Canto v1823
Community curation
Questions? Contact curators...
Gene Ontology Annotation

General GO annotation

There are two parts to a GO annotation: first, the association between a gene product and GO term; and second, the source and evidence used to make the association.

Each GO term represents an activity, process, or location in the cell of a gene product, and has a name (called the GO term name), a numerical identifier (called the GO ID), and a text definition. The first part of the annotation involves selecting GO term (see choosing the correct GO term).

Choosing the correct GO term (general)

When using GO terms -- or terms from any ontology -- always pay careful attention to the term definitions. They are usually more detailed, and often more informative, than the term names alone. For each annotation, ensure that the definition of the selected term accurately describes the experiment you are trying to capture, and that the results shown in the paper fit all parts of the term definition.

To find a GO term, type text into the search box. When suggestions from the autocomplete feature appear, choose one and proceed. If your initial search does not find any suitable terms, try again with a broader term (some examples are provided in the specific sections below). Selecting a term takes you to a page where you can read the definition to confirm that it is applicable. More specific "child" terms will be shown (where available), and you can select one of these more specific terms in an iterative process. GO terms are organised in a hierarchical structure, and GO annotations should be as specific as possible to describe the data from your experiment. (More information on GO organisation is available on the GO web site.)

▶ [ACTIVITY]: Copy out the whole Canto help text on Gene Ontology annotation, word for word. The records that come next have nothing to do with the text.

▶ [DATA]:
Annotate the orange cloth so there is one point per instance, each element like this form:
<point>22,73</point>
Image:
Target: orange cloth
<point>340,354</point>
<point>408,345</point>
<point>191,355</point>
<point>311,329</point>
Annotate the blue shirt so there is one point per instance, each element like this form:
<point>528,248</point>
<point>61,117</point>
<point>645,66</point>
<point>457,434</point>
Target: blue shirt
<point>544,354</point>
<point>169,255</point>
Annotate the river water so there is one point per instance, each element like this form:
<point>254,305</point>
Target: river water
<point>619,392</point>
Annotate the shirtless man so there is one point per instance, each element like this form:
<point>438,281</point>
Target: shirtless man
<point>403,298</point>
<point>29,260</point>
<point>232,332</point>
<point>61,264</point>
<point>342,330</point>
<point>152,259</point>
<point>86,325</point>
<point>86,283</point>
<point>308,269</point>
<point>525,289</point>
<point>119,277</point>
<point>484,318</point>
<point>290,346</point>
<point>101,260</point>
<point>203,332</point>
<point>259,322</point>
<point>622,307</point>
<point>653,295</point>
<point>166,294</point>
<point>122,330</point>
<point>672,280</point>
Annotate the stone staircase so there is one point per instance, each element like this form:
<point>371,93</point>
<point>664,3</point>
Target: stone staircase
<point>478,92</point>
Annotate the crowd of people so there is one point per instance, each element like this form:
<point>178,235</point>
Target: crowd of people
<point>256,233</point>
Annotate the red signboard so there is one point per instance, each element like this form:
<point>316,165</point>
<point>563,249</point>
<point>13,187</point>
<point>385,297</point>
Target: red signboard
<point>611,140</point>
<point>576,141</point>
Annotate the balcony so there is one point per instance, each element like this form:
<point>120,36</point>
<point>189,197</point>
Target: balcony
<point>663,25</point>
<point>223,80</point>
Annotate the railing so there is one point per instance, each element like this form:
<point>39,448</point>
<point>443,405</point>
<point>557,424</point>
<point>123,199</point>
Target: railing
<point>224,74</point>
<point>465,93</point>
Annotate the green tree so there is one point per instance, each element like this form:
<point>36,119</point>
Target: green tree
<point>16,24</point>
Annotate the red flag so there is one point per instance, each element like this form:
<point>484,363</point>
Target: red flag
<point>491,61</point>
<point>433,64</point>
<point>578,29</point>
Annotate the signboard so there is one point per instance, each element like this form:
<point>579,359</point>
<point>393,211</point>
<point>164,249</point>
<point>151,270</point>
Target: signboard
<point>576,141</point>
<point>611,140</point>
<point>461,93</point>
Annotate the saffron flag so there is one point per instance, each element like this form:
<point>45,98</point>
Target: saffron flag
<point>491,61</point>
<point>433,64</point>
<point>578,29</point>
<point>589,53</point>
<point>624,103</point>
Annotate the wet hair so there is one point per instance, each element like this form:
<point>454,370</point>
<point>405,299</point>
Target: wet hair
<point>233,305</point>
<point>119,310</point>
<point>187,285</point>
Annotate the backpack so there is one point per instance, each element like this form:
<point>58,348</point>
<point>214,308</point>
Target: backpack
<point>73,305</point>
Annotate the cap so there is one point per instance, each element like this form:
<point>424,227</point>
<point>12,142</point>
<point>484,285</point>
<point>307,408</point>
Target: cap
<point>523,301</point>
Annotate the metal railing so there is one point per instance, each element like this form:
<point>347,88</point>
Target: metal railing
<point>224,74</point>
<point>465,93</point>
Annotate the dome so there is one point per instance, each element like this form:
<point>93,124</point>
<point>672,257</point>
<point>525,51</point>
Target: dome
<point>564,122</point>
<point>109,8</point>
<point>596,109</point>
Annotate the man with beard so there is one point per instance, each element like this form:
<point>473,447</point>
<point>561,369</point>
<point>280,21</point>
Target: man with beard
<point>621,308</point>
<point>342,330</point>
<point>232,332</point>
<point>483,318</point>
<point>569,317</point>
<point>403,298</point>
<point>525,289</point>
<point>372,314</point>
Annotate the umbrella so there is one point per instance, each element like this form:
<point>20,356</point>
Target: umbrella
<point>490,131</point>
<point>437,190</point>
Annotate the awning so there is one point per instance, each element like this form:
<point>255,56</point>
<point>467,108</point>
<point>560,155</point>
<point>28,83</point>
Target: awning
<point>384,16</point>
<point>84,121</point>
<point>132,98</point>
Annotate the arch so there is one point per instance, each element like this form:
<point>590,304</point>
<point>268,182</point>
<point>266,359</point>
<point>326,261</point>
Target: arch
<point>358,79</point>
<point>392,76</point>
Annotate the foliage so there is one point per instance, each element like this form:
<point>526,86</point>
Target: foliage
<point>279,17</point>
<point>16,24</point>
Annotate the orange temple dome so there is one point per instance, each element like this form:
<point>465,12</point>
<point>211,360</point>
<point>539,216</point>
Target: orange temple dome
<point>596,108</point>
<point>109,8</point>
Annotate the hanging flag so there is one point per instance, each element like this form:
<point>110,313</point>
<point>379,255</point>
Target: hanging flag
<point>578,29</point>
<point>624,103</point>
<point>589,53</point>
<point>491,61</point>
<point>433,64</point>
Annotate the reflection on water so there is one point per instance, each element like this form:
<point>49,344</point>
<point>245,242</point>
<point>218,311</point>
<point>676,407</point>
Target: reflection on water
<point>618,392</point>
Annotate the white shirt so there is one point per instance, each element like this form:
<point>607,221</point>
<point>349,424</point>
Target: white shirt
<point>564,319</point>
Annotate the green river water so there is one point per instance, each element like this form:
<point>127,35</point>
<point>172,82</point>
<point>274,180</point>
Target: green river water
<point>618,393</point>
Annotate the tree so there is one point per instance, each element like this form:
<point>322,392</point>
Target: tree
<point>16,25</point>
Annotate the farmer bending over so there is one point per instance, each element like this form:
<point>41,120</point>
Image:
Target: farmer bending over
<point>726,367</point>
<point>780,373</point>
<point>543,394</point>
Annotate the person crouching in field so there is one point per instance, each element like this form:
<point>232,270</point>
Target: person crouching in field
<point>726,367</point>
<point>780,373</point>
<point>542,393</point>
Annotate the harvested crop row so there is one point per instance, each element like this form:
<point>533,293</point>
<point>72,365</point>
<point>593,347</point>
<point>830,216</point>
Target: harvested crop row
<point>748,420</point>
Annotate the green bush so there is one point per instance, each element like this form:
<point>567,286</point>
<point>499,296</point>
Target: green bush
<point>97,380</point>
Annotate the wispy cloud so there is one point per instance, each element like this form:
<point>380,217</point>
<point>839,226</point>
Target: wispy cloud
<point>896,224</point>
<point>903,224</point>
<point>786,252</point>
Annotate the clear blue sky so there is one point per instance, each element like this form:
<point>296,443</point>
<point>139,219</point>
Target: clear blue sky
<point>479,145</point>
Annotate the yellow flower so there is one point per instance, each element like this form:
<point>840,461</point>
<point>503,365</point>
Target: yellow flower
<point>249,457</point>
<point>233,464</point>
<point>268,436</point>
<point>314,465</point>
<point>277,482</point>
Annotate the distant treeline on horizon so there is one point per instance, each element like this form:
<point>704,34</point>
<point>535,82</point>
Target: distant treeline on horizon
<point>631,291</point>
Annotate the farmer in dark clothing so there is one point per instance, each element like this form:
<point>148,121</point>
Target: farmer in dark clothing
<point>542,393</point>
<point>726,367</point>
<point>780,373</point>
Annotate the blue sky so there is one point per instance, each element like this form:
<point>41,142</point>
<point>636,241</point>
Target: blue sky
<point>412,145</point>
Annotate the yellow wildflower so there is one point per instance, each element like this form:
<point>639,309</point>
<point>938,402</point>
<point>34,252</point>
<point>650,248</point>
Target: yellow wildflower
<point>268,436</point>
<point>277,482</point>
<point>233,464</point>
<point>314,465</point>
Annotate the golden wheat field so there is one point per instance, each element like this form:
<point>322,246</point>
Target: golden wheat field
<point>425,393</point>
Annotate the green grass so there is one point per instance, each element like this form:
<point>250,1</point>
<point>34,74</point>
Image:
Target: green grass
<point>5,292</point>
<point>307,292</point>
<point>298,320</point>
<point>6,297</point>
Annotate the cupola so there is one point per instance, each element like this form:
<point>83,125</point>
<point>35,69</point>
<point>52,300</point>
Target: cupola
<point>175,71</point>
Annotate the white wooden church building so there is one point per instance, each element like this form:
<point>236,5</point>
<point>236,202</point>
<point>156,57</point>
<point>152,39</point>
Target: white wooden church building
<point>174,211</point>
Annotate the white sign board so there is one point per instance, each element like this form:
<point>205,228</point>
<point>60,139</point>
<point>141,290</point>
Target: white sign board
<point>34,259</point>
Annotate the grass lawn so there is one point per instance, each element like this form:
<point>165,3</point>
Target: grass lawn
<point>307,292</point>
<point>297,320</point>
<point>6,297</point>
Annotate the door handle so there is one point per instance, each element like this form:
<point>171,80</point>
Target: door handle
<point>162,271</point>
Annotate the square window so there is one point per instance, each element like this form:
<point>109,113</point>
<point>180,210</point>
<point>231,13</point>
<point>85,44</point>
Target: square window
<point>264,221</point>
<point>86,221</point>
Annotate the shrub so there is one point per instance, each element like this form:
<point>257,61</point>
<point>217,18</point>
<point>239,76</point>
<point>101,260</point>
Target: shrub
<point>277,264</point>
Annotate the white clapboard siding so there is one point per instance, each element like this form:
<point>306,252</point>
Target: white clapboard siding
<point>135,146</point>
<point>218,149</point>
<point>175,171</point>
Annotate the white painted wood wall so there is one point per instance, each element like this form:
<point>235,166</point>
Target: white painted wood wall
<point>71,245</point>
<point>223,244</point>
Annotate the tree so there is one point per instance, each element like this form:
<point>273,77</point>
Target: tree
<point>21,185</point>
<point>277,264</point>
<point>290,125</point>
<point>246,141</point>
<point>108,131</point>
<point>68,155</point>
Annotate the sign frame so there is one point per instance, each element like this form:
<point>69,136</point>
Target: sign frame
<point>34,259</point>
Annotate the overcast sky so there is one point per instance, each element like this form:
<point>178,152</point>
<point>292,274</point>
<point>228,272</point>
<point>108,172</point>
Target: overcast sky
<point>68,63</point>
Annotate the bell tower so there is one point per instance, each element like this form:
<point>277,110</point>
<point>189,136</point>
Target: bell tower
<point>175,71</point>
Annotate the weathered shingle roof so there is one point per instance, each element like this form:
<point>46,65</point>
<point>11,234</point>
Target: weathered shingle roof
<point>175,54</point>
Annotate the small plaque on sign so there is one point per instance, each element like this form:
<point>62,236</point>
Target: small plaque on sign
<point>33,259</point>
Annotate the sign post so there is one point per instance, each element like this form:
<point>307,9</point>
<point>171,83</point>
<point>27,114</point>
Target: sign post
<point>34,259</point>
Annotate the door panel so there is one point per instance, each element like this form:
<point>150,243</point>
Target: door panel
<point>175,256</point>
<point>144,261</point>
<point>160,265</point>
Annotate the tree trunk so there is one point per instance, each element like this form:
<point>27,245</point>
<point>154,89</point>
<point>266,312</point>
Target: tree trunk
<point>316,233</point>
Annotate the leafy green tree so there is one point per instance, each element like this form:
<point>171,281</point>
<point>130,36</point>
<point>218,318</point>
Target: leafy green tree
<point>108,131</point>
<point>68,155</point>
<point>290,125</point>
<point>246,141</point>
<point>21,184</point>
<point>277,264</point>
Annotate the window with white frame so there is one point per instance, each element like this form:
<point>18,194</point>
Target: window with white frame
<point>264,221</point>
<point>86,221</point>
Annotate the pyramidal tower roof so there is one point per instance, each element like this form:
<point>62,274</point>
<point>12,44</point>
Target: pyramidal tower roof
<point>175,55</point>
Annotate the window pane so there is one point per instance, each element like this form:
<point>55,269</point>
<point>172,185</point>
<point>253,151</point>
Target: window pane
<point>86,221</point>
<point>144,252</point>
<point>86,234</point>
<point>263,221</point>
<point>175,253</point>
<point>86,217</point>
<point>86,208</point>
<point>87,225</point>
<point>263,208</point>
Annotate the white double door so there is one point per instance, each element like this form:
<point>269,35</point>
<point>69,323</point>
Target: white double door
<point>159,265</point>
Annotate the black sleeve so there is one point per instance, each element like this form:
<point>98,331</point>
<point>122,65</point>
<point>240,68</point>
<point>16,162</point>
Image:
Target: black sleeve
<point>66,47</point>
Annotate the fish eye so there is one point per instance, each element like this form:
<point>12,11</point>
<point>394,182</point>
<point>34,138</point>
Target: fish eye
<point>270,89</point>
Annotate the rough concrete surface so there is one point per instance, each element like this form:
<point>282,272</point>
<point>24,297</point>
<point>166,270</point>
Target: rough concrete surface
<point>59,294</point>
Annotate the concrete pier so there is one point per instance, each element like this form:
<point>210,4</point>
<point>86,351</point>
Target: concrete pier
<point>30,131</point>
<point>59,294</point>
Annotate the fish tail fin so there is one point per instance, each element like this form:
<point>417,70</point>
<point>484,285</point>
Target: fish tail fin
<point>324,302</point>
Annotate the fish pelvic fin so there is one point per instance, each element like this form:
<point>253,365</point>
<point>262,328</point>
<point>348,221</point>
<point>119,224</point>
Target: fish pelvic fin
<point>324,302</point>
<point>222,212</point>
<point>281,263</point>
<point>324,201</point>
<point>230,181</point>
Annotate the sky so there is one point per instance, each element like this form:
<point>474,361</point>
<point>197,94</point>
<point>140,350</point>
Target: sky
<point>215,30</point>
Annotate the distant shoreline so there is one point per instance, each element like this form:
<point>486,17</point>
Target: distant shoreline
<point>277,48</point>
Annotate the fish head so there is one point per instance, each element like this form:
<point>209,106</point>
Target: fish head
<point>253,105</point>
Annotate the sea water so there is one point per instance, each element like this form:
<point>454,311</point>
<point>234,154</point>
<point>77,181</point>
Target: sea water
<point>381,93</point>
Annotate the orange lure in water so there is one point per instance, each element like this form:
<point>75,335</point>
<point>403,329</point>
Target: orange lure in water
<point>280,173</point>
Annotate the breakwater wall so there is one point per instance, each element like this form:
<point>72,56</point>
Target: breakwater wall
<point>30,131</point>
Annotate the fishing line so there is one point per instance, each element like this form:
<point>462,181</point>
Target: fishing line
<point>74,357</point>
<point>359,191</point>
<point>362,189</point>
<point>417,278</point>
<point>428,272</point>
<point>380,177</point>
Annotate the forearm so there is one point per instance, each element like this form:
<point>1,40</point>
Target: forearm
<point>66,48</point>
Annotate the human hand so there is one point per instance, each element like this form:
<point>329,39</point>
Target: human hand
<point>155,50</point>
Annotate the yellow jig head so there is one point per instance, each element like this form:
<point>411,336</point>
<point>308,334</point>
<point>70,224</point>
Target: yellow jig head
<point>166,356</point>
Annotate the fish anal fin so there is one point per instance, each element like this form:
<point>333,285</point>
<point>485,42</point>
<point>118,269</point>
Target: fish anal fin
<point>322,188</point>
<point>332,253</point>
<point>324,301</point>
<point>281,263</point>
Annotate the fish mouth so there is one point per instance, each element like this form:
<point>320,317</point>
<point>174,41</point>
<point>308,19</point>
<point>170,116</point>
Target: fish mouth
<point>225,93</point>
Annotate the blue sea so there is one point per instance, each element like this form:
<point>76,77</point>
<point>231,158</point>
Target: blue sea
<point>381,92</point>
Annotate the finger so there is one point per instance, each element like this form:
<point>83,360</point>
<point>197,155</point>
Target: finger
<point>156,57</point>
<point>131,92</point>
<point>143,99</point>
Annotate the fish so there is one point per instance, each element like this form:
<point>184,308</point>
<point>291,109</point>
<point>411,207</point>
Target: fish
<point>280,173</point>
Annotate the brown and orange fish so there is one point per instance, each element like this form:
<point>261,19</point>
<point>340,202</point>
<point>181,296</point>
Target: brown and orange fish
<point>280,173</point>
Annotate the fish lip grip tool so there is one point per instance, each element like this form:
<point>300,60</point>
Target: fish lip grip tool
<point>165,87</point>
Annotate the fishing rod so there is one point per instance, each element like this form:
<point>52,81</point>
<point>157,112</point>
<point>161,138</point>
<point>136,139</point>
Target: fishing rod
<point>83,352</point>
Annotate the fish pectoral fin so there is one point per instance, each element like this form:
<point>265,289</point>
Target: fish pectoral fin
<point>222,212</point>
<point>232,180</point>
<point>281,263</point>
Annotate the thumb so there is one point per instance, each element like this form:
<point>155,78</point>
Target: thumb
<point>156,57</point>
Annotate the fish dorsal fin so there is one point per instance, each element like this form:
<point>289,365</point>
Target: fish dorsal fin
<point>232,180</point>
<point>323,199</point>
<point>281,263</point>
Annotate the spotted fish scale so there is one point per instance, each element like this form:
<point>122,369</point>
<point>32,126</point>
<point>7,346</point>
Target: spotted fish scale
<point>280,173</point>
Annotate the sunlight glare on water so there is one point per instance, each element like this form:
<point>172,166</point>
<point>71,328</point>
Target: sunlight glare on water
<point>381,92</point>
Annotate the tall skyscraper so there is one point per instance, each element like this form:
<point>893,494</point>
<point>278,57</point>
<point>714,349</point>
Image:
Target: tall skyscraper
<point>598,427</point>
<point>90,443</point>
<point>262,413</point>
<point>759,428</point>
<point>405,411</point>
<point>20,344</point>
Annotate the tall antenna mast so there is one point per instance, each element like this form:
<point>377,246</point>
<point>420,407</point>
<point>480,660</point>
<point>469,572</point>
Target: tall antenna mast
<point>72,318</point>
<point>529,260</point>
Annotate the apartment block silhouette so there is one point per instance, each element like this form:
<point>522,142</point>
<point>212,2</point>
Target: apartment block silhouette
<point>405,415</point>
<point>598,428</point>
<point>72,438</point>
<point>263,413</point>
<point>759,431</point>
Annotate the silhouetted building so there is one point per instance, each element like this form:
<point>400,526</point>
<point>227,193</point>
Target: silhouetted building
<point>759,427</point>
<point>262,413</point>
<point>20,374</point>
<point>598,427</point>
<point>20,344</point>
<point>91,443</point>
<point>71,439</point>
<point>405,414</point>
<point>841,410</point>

▶ [ANSWER SPACE]:
Canto v1823
Community curation
Questions? Contact curators...
Gene Ontology Annotation

General GO annotation

There are two parts to a GO annotation: first, the association between a gene product and GO term; and second, the source and evidence used to make the association.

Each GO term represents an activity, process, or location in the cell of a gene product, and has a name (called the GO term name), a numerical identifier (called the GO ID), and a text definition. The first part of the annotation involves selecting GO term (see choosing the correct GO term).

Choosing the correct GO term (general)

When using GO terms -- or terms from any ontology -- always pay careful attention to the term definitions. They are usually more detailed, and often more informative, than the term names alone. For each annotation, ensure that the definition of the selected term accurately describes the experiment you are trying to capture, and that the results shown in the paper fit all parts of the term definition.

To find a GO term, type text into the search box. When suggestions from the autocomplete feature appear, choose one and proceed. If your initial search does not find any suitable terms, try again with a broader term (some examples are provided in the specific sections below). Selecting a term takes you to a page where you can read the definition to confirm that it is applicable. More specific "child" terms will be shown (where available), and you can select one of these more specific terms in an iterative process. GO terms are organised in a hierarchical structure, and GO annotations should be as specific as possible to describe the data from your experiment. (More information on GO organisation is available on the GO web site.)